# Seitenauszug
▼▼▼

2.) bei Personen mit langen Erwerbskarrieren:
Frauen mit 40 Beitragsjahren und Männer mit 45 Beitragsjahren können bis 2010 mit 55 bzw. 60 Jahren in Pension gehen. Kindererziehungszeiten werden bis zu 60 Monate, Präsenz- und Zivildienstzeiten bis zu 30 Monate angerechnet.

Mit der Pensionsreform 2003 wurde eine Deckelung der maximalen Verluste von 10 % eingeführt. Dieser Deckel wird auf 5 % gesenkt, daher wirken sich bis 2010 die Abschläge aus dem früheren Pensionsantritt für Langzeitversicherte nicht aus. Als zusätzliche Absicherung werden bis 2007 für diese Gruppe die Abschläge aus der Frühpension ausgesetzt.

3.) bei Personen die über einen erheblichen Teil ihres Berufslebens Schwerarbeit verrichtet haben: für Schwerstarbeit gilt ein besonders begünstigter Abschlag von 2,1 % (statt 4,2% für andere), der bei 40 Jahren auf 0,85% sinkt. D.h. er sinkt pro Jahr um 0,05%. Dadurch wird lange Schwerarbeit besser berücksichtigt.

 

 Bures: Vollkommenes ÖVP-Durcheinander in Sachen Harmonisierung
Wien (sk) - "Trotz der ungeheuer sensiblen Problematik, die tief in die Lebensplanung der Menschein eingreift, schafft es die ÖVP, im Tagesrhythmus in Sachen Pensionsharmonisierung mit immer neuen Interpretationen die Österreicherinnen und Österreicher zu verwirren", kritisierte SPÖ-Bundesgeschäftsführerin Doris Bures die jüngsten Aussagen von ÖVP-Sozialsprecher Tancsits zu diesem Thema. "Schön langsam könnte man hinter dem Verwirrspiel der ÖVP übles System vermuten", so Bures am Dienstag (07. 09.) gegenüber dem Pressedienst der SPÖ.

Bekanntlich haben sowohl Bildungsministerin Gehrer als auch ÖVP-Nationalratspräsident Khol ihre Zustimmung zum "45 Jahre sind genug"-Beschluss des ÖAAB damit begründet, dass hier "Arbeitsjahre" gemeint seien. Der Kanzler erklärte dann in der Vorwoche, es würde ohnehin nicht mehr zwischen Ersatz- und Beitragszeiten unterschieden und der ÖVP-Sozialsprecher wiederum meint im heutigen "Standard", dass auch Ersatzzeiten eingerechnet werden. "Das alles ist ein ebenso unglaubliches wie unwürdiges Schauspiel einer Regierungspartei", bemängelte Bures. "Wenn Schüssel seine Partei und die Regierung nicht mehr unter Kontrolle hat, dann soll er die Konsequenzen ziehen." Denn ein weiteres "Tarnen und Täuschen" seitens der ÖVP sei der österreichischen Bevölkerung nicht mehr zumutbar. "Alles, was Schüssel bislang im Bereich der Alterssicherung eingefallen ist, sind unfaire Pensionskürzungen und marktschreierische Etikettenschwindel. Ein wirklich modernes und einheitliches Pensionsrecht für alle ist von diesem Kanzler und seiner Regierung ohnehin nicht mehr zu erwarten", schloss die SPÖ-Bundesgeschäftsführerin.

▲▲▲

# Aufgaben
1: Nenne alle Personen, die im Text zur Pensionsreform mit Namen vorkommen.
2: Führe den Text zur Pensionsreform im Anschluss an seinen letzten Satz fort.

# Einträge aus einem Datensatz
▼▼▼

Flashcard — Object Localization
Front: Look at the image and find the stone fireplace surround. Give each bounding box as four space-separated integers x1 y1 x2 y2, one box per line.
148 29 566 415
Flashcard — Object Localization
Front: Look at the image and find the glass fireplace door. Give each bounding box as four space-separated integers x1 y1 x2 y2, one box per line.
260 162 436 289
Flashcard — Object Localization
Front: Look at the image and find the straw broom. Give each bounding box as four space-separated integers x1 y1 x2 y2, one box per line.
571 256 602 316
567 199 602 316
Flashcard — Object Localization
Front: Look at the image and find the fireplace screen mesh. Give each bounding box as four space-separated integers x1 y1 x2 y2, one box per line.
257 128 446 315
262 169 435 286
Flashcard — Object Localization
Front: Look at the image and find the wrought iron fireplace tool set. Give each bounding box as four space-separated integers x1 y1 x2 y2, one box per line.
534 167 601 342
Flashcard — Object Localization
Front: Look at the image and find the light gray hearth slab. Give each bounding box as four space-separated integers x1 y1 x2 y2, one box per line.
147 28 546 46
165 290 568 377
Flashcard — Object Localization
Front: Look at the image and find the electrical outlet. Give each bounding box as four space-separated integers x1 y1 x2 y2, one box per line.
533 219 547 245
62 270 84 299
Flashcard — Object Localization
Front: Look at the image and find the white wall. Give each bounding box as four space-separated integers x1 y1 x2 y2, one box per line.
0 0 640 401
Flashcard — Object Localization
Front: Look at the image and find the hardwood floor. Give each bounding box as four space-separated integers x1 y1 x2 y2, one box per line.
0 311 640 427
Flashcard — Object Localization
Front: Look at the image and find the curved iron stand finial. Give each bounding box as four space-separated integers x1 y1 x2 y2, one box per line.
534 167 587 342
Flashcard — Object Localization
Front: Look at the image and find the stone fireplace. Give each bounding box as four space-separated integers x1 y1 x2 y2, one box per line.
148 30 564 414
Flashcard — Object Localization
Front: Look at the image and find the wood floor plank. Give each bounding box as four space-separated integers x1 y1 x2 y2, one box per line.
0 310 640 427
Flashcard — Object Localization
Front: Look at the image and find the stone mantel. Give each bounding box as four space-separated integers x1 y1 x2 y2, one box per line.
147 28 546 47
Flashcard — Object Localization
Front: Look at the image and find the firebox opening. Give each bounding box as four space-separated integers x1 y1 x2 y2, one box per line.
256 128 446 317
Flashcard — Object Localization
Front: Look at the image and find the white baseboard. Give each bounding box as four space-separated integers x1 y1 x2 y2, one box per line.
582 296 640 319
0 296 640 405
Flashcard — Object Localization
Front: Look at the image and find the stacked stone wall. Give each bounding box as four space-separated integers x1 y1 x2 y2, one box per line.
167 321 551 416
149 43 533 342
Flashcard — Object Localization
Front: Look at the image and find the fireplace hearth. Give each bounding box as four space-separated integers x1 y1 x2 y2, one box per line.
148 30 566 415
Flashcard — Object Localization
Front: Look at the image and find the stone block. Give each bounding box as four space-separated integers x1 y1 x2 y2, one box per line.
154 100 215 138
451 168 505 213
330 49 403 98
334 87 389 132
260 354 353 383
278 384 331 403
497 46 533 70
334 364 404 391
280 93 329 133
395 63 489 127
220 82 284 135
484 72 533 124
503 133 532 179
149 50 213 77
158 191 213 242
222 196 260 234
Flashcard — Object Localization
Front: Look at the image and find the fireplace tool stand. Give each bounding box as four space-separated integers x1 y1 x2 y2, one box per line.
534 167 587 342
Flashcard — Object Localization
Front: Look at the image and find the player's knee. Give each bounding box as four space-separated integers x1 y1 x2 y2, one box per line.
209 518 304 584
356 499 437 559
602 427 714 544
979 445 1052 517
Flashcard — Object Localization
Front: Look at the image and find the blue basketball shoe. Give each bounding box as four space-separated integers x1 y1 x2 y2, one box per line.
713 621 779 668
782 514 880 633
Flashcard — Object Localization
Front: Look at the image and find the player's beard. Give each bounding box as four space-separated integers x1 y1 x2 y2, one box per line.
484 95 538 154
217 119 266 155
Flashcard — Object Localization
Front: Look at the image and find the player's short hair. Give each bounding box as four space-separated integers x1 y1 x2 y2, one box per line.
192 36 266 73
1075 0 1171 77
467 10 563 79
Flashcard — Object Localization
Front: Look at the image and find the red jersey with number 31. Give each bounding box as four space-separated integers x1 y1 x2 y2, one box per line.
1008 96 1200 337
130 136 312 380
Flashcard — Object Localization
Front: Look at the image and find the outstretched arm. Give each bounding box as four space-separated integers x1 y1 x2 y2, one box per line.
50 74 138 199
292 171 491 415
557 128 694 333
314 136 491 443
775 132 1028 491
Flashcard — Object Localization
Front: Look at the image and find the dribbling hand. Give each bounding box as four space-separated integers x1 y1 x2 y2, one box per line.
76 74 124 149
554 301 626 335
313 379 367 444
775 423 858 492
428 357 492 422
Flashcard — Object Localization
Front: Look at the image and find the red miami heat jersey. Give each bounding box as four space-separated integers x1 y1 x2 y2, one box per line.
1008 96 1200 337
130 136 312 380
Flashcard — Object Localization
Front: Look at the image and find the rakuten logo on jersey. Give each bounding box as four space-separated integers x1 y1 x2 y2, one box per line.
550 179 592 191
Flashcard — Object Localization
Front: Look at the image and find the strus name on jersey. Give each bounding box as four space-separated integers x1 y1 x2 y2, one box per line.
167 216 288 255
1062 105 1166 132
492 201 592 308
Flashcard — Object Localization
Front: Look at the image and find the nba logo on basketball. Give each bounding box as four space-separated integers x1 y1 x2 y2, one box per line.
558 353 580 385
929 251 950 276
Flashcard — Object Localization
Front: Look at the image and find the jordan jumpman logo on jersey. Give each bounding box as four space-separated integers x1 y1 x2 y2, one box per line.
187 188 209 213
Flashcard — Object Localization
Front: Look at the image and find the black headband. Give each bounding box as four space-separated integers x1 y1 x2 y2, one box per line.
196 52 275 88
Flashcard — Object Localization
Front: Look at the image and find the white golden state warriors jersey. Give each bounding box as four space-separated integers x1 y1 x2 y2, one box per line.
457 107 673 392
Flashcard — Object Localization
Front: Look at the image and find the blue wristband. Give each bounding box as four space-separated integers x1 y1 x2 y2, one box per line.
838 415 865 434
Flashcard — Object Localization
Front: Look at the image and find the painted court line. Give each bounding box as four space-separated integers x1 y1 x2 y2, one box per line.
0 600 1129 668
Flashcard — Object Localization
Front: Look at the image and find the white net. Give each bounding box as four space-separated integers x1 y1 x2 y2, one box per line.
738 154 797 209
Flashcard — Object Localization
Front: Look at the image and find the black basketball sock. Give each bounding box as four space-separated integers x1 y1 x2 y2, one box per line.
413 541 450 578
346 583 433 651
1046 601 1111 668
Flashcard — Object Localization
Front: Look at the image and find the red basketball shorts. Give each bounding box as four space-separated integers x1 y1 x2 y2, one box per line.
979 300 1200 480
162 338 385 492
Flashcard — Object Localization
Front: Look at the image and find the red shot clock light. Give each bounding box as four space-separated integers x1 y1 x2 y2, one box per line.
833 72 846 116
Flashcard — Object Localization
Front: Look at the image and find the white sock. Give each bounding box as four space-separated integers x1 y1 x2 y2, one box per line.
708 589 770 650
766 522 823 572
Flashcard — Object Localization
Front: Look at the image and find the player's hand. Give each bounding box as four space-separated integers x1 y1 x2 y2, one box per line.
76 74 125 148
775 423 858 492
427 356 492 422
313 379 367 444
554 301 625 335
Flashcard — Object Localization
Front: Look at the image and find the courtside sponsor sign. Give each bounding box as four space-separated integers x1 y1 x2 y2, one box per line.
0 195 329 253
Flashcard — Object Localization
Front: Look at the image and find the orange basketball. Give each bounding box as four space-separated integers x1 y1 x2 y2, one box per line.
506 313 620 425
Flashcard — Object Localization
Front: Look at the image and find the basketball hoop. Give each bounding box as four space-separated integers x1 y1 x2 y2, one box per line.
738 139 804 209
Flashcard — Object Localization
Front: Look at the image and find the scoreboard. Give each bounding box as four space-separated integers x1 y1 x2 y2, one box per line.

▲▲▲

# Erwartete Ausgaben
1: Doris Bures, Tancsits, Gehrer, Khol, Schüssel

2:
 

 Dolinschek: Regierung setzt Pensionsharmonisierung um
Wien (fpd) - Die heutige Kritik der Opposition im Zusammenhang mit der Pensionsharmonisierung gehe völlig ins Leere. "Die Sozialisten haben in dreißig Jahren Regierungsverantwortung weder Verbesserungen für Schwerarbeiter noch für Langzeitversicherte erreicht", so FPÖ-Sozialsprecher Sigisbert Dolinschek.

Das nicht locker lassen und hartnäckige Verhandeln der Freiheitlichen habe zu diesem guten Ergebnis geführt. Mit der heutigen Einigung zur Harmonisierung der Pensionssysteme schaffen die Regierungsparteien FPÖ und ÖVP erstmals ein einheitliches Pensionssystem für die nächsten Jahrzehnte, zeigte Dolinschek hocherfreut. "Es ist ein zukunftssicheres Modell, das alle unter 50 Jährigen in ein neues gemeinsames Pensionssystem einbezieht und die Pensionen für die heute Jugendlichen sicherstellt."

Um ein einheitliches Pensionssystem zu schaffen, war es notwendig, eine tiefgehende und sehr breite Diskussion zu führen. Die soziaverträglich gestaltete Umstellungsphase ermöglicht es Frauen mit 40 Beitragsjahren und Männern mit 45 Beitragsjahren bis 2010 mit 55 bzw. 60 Jahren in Pension zu gehen. Kindererziehungszeiten werden bis zu 60 Monate, Präsenz- und Zivildienstzeiten bis zu 30 Monate angerechnet. Durch die Halbierung des Verlustdeckels von 10 auf 5 Prozent wirken sich die Abschläge aus dem früheren Pensionsantritt nicht aus. Für Schwerarbeit wird pro Jahr in dieser Tätigkeit ein Anspruch auf drei Monate früheren Ruhestandsantritt geschaffen. "Nach 15 Schwerarbeitsjahren wird pro Jahr in dieser Tätigkeit ein Anspruch von drei Monaten früheren Ruhestands ermöglicht", so Dolinschek. Für 15 Jahre Schwerarbeit gilt ein besonders begünstigter Abschlag von 2,1 Prozent, der pro Jahr weiterer Schwerarbeit um 0,05 Prozent sinkt.

Ein einheitliches Pensionssystem für alle, Fairness zwischen den Berufsgruppen, Sicherheit für erworbene Ansprüche, Verbesserungen der Eigenpension für Frauen, Anerkennung besonderer Erschwernisse der Arbeitswelt sowie eine Verbesserung für Langzeitversicherte, fasste der freiheitliche Sozialsprecher die Eckpunkte des Begutachtungsentwurfes abschließend zusammen.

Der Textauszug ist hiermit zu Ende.